EXTRAIT DU TEXTE -
◇ ◇ ◇ ◇ ◇ ◇ ◇

Il est forcément délicat de parler de ce témoignage en prenant du recul, sachant le dénouement plus que tragique qu'a connu cet épisode de la vie des Frank. Néanmoins, je ne suis convaincue ni de la qualité littéraire de ce livre, ni de la nécessité de le faire lire aux adolescents d'aujourd'hui.
Pour ce qui est de la littérature proprement dite : ce journal n'avait pas vocation à être publié et Anne Frank n'a pas cherché véritablement à faire œuvre d'auteur. Elle s'en est servi comme exutoire, comme outil de témoignage aussi, mais je ne sens pas de volonté d'auteur à proprement parler (alors que c'est déjà sensible chez bien d'autres personnes de son âge qui deviendront écrivains). Certes, elle s'exprime très bien. Et voilà tout. le lire à l'adolescence ne m'avait déjà pas passionnée, mais lorsque je me penche à nouveau dessus aujourd'hui, à l'âge adulte, je le trouve d'une grande mièvrerie.
Pour ce qui est du témoignage qui serait absolument à lire, et notamment par les adolescents, je m'interroge. Étant donné la situation d'isolement des Frank, ce journal ne révèle pratiquement rien de ce qui se passe au-dehors, donc de la guerre, de l'antisémitisme galopant, du nazisme. Pourquoi, donc, faire de ce journal un des parangons des livres sur la Seconde guerre mondiale et sur la Shoah ? On reste sur une image de l'antisémitisme et du nazisme complètement aseptisée, et c'est bien la dernière chose dont nous avons besoin pour faire un travail de mémoire.

◇ ◇ ◇ ◇ ◇ ◇ ◇

MATÉRIEL FOURNI -
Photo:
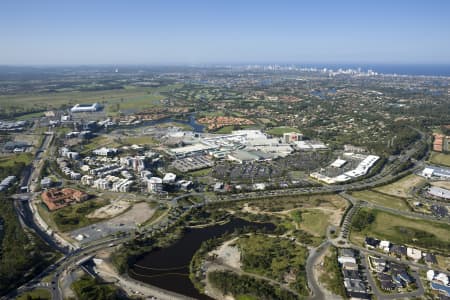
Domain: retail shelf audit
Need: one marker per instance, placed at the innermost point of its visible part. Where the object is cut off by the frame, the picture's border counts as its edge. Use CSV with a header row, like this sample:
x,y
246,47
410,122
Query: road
x,y
380,295
70,259
311,261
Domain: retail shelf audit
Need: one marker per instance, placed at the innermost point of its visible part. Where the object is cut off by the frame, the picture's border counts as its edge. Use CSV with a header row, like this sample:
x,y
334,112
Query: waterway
x,y
168,268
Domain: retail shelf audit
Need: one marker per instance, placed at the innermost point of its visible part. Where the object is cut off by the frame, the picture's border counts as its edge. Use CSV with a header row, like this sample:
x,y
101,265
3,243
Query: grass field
x,y
401,187
382,199
10,160
36,294
314,222
183,126
98,142
442,184
440,159
278,131
124,99
274,258
405,230
139,140
200,173
74,216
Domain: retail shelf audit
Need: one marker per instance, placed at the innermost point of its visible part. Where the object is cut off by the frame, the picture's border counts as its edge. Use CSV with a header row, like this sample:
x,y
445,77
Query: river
x,y
168,268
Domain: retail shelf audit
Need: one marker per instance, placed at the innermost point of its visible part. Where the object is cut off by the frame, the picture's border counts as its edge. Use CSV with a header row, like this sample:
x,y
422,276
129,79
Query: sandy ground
x,y
334,215
228,255
127,221
317,271
110,210
250,209
212,291
442,184
402,187
138,214
130,286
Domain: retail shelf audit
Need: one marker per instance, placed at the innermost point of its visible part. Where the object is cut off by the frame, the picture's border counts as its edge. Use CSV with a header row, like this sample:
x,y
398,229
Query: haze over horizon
x,y
209,32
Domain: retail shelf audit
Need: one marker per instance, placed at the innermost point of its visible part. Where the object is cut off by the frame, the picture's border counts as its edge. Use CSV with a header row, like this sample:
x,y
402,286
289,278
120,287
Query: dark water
x,y
168,268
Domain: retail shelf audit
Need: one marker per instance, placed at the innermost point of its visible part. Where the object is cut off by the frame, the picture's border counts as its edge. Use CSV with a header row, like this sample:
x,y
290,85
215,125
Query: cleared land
x,y
36,294
315,221
73,216
228,254
278,131
403,230
401,187
116,99
440,158
139,140
110,210
11,160
275,258
382,199
442,184
98,142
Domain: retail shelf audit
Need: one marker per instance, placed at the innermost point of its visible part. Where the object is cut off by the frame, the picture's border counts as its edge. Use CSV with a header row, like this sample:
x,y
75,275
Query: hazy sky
x,y
223,31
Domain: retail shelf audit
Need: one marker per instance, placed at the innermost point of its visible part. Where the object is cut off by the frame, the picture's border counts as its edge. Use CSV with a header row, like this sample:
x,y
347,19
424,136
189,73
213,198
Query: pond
x,y
168,268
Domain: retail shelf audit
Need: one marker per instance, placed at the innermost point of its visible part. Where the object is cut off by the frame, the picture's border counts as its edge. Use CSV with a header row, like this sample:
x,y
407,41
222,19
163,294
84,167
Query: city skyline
x,y
222,32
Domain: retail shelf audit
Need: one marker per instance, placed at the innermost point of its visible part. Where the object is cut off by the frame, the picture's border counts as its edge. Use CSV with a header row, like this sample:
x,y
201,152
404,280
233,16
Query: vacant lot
x,y
110,210
73,216
11,160
139,140
404,230
278,131
442,184
277,258
98,142
382,199
314,221
129,98
401,187
36,294
440,158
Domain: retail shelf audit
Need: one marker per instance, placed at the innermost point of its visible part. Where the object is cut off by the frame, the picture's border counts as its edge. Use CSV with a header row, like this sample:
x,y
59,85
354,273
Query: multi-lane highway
x,y
70,258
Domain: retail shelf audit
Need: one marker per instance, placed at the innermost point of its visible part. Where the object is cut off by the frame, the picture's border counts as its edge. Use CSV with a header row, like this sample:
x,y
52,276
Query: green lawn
x,y
98,142
10,160
87,288
274,258
382,199
440,158
200,173
139,140
314,222
332,276
404,230
279,131
74,216
35,294
124,99
402,187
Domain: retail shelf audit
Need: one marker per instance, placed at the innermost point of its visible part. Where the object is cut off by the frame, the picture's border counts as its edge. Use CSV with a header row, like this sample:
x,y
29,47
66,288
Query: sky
x,y
168,32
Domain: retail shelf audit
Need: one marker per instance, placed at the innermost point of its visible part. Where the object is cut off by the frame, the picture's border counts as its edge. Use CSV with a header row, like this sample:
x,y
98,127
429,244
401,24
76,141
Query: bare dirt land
x,y
442,184
402,187
228,254
138,214
110,210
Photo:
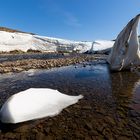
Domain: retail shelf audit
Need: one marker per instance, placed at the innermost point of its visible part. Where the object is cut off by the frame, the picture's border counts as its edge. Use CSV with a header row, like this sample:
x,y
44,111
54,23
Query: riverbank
x,y
26,64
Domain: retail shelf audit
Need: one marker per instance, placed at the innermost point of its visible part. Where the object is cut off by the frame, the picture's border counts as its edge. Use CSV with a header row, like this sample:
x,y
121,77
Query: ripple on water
x,y
110,108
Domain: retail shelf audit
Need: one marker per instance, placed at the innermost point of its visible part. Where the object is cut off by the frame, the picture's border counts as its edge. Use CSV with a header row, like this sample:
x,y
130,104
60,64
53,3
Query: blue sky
x,y
70,19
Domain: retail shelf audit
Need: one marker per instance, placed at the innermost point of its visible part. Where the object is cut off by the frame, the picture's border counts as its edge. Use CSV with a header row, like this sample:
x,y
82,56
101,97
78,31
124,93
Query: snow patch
x,y
35,103
23,41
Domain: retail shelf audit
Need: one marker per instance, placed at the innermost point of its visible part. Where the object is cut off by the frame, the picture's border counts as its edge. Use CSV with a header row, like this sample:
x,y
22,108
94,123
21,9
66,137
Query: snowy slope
x,y
23,41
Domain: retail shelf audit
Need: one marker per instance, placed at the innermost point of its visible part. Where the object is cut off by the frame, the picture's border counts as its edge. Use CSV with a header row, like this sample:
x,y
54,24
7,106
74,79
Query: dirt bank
x,y
22,65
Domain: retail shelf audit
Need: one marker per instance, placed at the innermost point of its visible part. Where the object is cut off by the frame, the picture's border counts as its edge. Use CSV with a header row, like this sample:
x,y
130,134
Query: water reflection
x,y
110,99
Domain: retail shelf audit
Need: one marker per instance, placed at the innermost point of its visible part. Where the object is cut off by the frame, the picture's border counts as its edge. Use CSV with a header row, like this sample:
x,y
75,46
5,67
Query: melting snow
x,y
35,103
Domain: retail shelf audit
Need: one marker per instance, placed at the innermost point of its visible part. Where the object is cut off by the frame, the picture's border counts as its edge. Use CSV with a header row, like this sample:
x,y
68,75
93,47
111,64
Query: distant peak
x,y
12,30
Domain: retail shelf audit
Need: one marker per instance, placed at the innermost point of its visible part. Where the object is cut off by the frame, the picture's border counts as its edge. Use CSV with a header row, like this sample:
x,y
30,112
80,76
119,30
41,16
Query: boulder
x,y
126,50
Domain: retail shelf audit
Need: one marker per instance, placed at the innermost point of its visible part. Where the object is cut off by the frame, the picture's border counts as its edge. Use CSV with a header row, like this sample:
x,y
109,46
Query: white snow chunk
x,y
35,103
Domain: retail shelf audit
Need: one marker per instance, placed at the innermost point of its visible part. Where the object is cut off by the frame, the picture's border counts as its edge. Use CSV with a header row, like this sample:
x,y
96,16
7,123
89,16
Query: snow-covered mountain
x,y
13,40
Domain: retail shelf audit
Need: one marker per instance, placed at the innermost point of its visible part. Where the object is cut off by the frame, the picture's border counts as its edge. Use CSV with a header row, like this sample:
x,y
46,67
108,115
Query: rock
x,y
126,50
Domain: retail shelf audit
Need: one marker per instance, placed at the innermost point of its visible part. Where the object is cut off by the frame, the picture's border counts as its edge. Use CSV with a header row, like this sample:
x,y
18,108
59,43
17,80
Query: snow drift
x,y
34,104
126,50
10,41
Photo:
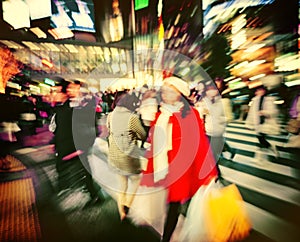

◇ ◇ ◇ ◇ ◇ ◇ ◇

CONSIGNES -
- A) D'après l'extrait, pourquoi le journal ne révèle-t-il pratiquement rien de ce qui se passe au-dehors ?
- B) Recopiez fidèlement l'extrait, à partir des mots « Il est forcément » jusqu'aux mots « aux adolescents d'aujourd'hui. » inclus.
Le matériel fourni n'intervient pas dans ce travail.

CORRIGÉ -
- A) En raison de la situation d'isolement des Frank.

- B)
Il est forcément délicat de parler de ce témoignage en prenant du recul, sachant le dénouement plus que tragique qu'a connu cet épisode de la vie des Frank. Néanmoins, je ne suis convaincue ni de la qualité littéraire de ce livre, ni de la nécessité de le faire lire aux adolescents d'aujourd'hui.